Written request: Please copy the rows below word for word, keeping every line in its original order.

Listing:
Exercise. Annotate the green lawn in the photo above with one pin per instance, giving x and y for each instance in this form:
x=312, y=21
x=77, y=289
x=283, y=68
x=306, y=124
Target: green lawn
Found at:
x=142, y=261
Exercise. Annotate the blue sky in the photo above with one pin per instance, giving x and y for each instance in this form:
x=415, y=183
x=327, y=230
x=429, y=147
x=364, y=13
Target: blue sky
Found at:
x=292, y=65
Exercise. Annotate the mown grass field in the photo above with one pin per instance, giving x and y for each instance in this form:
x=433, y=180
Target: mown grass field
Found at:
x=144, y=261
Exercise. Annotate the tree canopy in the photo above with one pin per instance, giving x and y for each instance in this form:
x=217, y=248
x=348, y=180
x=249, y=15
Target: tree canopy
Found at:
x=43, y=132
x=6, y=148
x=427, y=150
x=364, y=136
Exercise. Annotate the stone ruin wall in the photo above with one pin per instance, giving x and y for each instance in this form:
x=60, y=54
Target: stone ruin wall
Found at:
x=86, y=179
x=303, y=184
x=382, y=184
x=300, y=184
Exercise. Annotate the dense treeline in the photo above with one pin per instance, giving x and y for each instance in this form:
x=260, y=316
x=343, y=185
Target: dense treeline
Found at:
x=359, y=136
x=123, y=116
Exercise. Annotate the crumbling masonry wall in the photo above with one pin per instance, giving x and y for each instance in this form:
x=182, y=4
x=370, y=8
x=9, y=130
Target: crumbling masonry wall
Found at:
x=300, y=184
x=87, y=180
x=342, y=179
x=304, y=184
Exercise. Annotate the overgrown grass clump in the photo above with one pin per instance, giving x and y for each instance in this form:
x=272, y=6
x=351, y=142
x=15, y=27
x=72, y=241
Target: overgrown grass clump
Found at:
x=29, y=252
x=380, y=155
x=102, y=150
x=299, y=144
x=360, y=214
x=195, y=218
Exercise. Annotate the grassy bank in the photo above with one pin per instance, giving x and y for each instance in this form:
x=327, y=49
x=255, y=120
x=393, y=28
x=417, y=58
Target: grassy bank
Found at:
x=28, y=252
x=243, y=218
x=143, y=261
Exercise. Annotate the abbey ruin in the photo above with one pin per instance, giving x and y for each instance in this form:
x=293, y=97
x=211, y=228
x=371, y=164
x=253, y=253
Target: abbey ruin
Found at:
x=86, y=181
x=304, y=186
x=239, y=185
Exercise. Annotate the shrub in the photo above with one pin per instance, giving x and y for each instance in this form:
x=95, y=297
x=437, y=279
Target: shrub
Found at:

Response to the exercise:
Exercise. Annotate the green lawn in the photo above with one pin per instance, giving x and y for each instance in this form:
x=312, y=21
x=77, y=289
x=283, y=68
x=306, y=124
Target: green lawn
Found at:
x=142, y=261
Exercise. Annotate the blue sky in the photo above with one pin per instance, giving x and y for each instance in this form:
x=415, y=183
x=327, y=230
x=429, y=147
x=364, y=13
Target: blue sky
Found at:
x=292, y=65
Exercise. Annotate the mown grass field in the photo above with one pin per instance, giving x and y for each instance in this form:
x=433, y=180
Target: mown grass field
Found at:
x=144, y=261
Exercise. Annotate the tree canopy in the photo above with one pin per instance, giving x and y for each instance in this form:
x=217, y=248
x=348, y=180
x=249, y=15
Target: tree canopy
Found at:
x=43, y=132
x=6, y=148
x=427, y=150
x=364, y=136
Exercise. Annotate the stone ruin wall in the photo above with one pin per instance, giving x and y for each instance in this form:
x=60, y=54
Target: stone ruin wall
Found at:
x=86, y=179
x=303, y=184
x=382, y=184
x=300, y=184
Exercise. Annotate the dense treeline in the photo above with one pin per instance, giving x and y for each instance in this form:
x=260, y=316
x=343, y=185
Target: dense treeline
Found at:
x=359, y=136
x=123, y=116
Exercise. Annotate the crumbling masonry wall in the photo above with one pin per instance, giving x and y for each instance in this form:
x=182, y=4
x=370, y=8
x=9, y=130
Target: crumbling masonry wall
Found at:
x=300, y=184
x=87, y=180
x=342, y=179
x=304, y=184
Exercise. Annotate the overgrown grass clump in the photo above with one pin per instance, giving x and y for each instance in this form:
x=272, y=6
x=351, y=142
x=15, y=27
x=72, y=241
Target: overgrown grass clump
Found at:
x=29, y=252
x=380, y=155
x=102, y=150
x=299, y=144
x=360, y=214
x=195, y=218
Exercise. Annotate the grassy bank in the photo above with one pin per instance, giving x and y for each instance in this form:
x=327, y=49
x=255, y=120
x=393, y=28
x=417, y=58
Target: grassy bank
Found at:
x=28, y=252
x=243, y=218
x=143, y=261
Exercise. Annotate the abbey ruin in the photo above with one pin per instance, giving x and y for each instance in this form:
x=293, y=97
x=211, y=228
x=371, y=164
x=253, y=253
Target: abbey ruin
Found at:
x=86, y=181
x=304, y=186
x=239, y=185
Exercise. Annotate the shrub in the photo above with one pin per instance, giving x and y for each instance in this form:
x=95, y=297
x=437, y=279
Target: shrub
Found at:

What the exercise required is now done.